_Passage to read:_
This fact surprised UNR Reynolds School of Journalism graduate student Benjamin Payne, who last year moved to Reno from his native Illinois. Whereas that state boasts more than 50 wind farms, Nevada has only one. He decided to look into this gap, and figure out why wind makes up such a small sliver of Nevada’s energy mix.

Shouldn’t the Silver State have more wind farms than the Prairie State? After all, Nevada is plenty spacious, with about twice the land area as Illinois.

On top of that, it can get quite windy in Washoe County and the foothills of the Sierra Nevada mountains. Mark Twain even wrote about it in his book “Roughing It”:

But seriously a Washoe wind is by no means a trifling matter. It blows flimsy houses down, lifts shingle roofs occasionally, rolls up tin ones like sheet music, now and then blows a stage coach over and spills the passengers; and tradition says the reason there are so many bald people there, is, that the wind blows the hair off their heads while they are looking skyward after their hats.

It turns out that’s part of the problem.

“The winds tend to be gusty and not consistent,” said renewable energy consultant Rebecca Wagner, who directed the Nevada Governor’s Office of Energy from 2005 to 2006. “So we’ll get really high winds, but not good, solid, sustainable winds that you would see in the Midwest through the [Great] Plains.”

_Required work:_
1. Name every person mentioned by name in the passage about wind power in Nevada.
2. According to the passage about wind power in Nevada, during which years did Rebecca Wagner direct the Nevada Governor's Office of Energy?

_Data:_
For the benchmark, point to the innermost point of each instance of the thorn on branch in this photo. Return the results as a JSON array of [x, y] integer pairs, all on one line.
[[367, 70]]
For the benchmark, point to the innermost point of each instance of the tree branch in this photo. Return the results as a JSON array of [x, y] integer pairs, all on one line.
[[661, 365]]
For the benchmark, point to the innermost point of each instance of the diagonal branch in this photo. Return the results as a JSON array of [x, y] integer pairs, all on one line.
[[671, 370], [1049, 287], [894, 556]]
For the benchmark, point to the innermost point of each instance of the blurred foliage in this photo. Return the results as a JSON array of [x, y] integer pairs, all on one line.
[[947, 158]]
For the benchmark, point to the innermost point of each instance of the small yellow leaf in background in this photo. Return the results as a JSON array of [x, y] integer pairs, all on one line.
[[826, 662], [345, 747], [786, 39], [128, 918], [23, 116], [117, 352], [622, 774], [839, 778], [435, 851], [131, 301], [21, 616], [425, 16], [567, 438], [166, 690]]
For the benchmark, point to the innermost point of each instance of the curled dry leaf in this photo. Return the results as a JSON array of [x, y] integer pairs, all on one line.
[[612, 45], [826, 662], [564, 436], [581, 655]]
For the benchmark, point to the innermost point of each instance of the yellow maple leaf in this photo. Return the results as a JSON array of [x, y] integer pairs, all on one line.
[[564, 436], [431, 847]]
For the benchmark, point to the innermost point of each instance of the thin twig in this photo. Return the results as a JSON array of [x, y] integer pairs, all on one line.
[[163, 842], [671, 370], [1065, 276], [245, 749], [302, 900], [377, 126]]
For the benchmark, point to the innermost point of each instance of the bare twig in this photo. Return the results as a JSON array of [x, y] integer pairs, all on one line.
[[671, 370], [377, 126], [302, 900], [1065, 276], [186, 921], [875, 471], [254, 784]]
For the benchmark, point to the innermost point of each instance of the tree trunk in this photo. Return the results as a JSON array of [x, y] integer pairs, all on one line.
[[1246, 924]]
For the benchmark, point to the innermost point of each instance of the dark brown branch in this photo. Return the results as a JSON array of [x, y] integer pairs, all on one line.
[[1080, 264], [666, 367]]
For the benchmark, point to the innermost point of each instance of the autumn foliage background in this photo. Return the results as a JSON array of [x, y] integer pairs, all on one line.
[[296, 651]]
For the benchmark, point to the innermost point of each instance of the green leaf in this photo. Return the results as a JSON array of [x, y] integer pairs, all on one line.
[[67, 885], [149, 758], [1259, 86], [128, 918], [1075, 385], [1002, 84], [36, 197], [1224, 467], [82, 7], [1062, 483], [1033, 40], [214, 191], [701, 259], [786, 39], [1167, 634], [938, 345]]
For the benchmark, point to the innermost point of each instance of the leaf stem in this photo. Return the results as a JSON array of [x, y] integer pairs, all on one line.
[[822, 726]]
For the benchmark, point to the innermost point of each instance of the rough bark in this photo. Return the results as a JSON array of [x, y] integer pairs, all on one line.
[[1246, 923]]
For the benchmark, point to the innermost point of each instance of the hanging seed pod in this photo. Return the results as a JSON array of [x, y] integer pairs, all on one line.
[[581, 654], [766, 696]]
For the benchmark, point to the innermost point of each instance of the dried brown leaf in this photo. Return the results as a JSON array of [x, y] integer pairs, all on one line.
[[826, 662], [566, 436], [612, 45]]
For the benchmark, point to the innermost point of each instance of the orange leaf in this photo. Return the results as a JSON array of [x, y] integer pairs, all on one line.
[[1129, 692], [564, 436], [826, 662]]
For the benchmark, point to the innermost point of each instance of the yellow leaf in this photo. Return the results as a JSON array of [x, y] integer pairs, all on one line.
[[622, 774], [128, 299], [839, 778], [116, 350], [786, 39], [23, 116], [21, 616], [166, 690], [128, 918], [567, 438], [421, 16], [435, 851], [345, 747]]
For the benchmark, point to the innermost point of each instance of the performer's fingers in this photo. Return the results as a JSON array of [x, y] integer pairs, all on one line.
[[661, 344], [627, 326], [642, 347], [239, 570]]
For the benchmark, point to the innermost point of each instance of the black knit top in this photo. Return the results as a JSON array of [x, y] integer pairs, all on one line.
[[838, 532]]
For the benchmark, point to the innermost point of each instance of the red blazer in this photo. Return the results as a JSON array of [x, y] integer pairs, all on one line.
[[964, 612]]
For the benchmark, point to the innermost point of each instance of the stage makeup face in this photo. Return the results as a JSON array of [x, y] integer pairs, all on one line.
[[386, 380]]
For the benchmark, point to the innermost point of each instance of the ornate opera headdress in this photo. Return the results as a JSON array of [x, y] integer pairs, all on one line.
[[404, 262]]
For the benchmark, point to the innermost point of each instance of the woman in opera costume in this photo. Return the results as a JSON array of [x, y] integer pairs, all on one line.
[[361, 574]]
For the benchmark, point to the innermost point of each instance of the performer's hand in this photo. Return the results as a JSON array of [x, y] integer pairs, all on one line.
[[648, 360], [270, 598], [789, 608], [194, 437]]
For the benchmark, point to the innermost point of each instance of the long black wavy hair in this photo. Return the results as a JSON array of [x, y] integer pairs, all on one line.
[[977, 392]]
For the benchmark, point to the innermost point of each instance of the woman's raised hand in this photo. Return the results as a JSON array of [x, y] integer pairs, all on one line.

_Answers below:_
1. Benjamin Payne, Mark Twain, Rebecca Wagner

2. From 2005 to 2006.